#### Texto dado
◇ ◇ ◇ ◇ ◇ ◇ ◇

Em meio ao tumulto
Tentaram fazer uma morte em meio à movimentação popular. E isso não foi à toa e é muito grave
Os momentos mais graves das violências que se seguiram às passeatas estão sob uma nebulosidade espessa. Ou assim se encobre o que a Polícia Civil e a PM já sabem a respeito, ou se encobre a falta de ação das duas polícias para saber, a respeito, o legalmente indispensável.
Desde junho, todos os tumultos que se seguiram às passeatas incluíram ferros, pedras, paus e fogo, mas tiros só apareceram no dia 15 de outubro. Na Cinelândia carioca.
Às 8h30 da noite, um rapaz teve os dois braços atingidos por dois ou pelo mesmo tiro, não chegou a perceber. Rodrigo Lacerda, estudante de 18 anos, estava com um amigo em um grupo que, no extremo do tumulto já bastante violento, apedrejava um ônibus da PM aparentemente vazio. Socorristas voluntários lhe deram o primeiro atendimento e mais tarde foi levado para uma clínica particular, onde passou pela primeira cirurgia. Já precisou de outras duas.

◇ ◇ ◇ ◇ ◇ ◇ ◇

#### Material fornecido
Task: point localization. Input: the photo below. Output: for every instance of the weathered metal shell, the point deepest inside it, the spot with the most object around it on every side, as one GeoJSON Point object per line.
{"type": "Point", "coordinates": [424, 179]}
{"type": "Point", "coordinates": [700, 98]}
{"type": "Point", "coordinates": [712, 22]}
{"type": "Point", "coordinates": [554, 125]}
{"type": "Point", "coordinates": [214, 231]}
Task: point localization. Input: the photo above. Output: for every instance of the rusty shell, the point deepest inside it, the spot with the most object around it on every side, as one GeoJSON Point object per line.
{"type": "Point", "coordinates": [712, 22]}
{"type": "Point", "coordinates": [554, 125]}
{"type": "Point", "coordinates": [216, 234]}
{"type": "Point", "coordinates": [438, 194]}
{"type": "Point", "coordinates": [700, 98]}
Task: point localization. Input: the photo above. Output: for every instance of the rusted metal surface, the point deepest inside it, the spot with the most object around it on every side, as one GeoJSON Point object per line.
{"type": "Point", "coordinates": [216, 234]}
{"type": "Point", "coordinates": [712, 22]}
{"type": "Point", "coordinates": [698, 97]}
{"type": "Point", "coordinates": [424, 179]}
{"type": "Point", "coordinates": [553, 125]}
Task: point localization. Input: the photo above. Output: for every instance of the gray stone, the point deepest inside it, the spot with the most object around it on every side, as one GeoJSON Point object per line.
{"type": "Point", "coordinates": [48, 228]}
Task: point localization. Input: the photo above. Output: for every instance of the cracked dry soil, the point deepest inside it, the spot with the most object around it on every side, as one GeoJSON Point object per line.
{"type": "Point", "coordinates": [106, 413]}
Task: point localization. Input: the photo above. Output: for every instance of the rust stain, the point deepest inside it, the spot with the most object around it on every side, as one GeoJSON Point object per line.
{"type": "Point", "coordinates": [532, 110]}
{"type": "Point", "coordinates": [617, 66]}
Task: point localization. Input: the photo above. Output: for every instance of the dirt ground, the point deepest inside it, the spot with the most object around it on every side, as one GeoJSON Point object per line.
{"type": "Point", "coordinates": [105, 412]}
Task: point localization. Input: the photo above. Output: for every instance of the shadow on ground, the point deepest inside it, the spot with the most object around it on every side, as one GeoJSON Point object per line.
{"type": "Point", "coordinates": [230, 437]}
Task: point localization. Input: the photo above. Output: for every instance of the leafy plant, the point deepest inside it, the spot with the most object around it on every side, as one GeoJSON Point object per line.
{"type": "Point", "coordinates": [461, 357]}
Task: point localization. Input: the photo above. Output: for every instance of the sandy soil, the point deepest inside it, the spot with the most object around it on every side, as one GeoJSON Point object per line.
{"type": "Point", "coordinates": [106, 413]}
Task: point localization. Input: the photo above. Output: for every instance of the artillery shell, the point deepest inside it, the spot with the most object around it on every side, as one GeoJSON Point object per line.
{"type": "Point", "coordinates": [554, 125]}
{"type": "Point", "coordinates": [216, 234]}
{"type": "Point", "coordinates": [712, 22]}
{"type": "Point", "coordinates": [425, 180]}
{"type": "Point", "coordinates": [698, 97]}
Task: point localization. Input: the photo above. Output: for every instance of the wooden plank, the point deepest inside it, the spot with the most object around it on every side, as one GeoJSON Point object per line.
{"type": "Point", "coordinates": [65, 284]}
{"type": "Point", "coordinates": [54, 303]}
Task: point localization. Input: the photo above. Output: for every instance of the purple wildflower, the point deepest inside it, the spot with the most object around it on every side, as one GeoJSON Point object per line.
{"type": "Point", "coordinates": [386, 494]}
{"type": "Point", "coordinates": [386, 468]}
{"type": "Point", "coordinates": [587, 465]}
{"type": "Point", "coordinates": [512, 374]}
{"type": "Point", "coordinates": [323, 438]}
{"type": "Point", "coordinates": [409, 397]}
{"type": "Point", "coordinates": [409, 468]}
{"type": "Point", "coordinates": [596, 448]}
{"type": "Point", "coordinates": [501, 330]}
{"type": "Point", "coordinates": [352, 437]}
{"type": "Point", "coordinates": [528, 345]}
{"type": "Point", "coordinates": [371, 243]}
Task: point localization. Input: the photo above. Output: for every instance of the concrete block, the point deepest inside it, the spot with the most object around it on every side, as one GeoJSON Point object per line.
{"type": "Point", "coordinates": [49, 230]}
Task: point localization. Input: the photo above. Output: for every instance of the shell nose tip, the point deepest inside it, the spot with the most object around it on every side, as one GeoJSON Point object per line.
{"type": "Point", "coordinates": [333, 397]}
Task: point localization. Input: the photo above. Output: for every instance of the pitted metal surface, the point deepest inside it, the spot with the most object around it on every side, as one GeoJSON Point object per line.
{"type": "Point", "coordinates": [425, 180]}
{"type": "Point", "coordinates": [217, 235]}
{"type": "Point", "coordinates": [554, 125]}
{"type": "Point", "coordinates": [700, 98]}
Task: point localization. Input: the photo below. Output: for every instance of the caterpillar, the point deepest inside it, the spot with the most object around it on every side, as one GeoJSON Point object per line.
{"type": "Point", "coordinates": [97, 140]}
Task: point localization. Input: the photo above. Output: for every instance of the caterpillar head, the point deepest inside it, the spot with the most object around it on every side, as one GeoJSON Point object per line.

◇ ◇ ◇ ◇ ◇ ◇ ◇

#### O problema
Copie na íntegra o texto sobre a violência após as passeatas, sem alterar nenhuma palavra ou sinal de pontuação.

#### Resposta
Em meio ao tumulto
Tentaram fazer uma morte em meio à movimentação popular. E isso não foi à toa e é muito grave
Os momentos mais graves das violências que se seguiram às passeatas estão sob uma nebulosidade espessa. Ou assim se encobre o que a Polícia Civil e a PM já sabem a respeito, ou se encobre a falta de ação das duas polícias para saber, a respeito, o legalmente indispensável.
Desde junho, todos os tumultos que se seguiram às passeatas incluíram ferros, pedras, paus e fogo, mas tiros só apareceram no dia 15 de outubro. Na Cinelândia carioca.
Às 8h30 da noite, um rapaz teve os dois braços atingidos por dois ou pelo mesmo tiro, não chegou a perceber. Rodrigo Lacerda, estudante de 18 anos, estava com um amigo em um grupo que, no extremo do tumulto já bastante violento, apedrejava um ônibus da PM aparentemente vazio. Socorristas voluntários lhe deram o primeiro atendimento e mais tarde foi levado para uma clínica particular, onde passou pela primeira cirurgia. Já precisou de outras duas.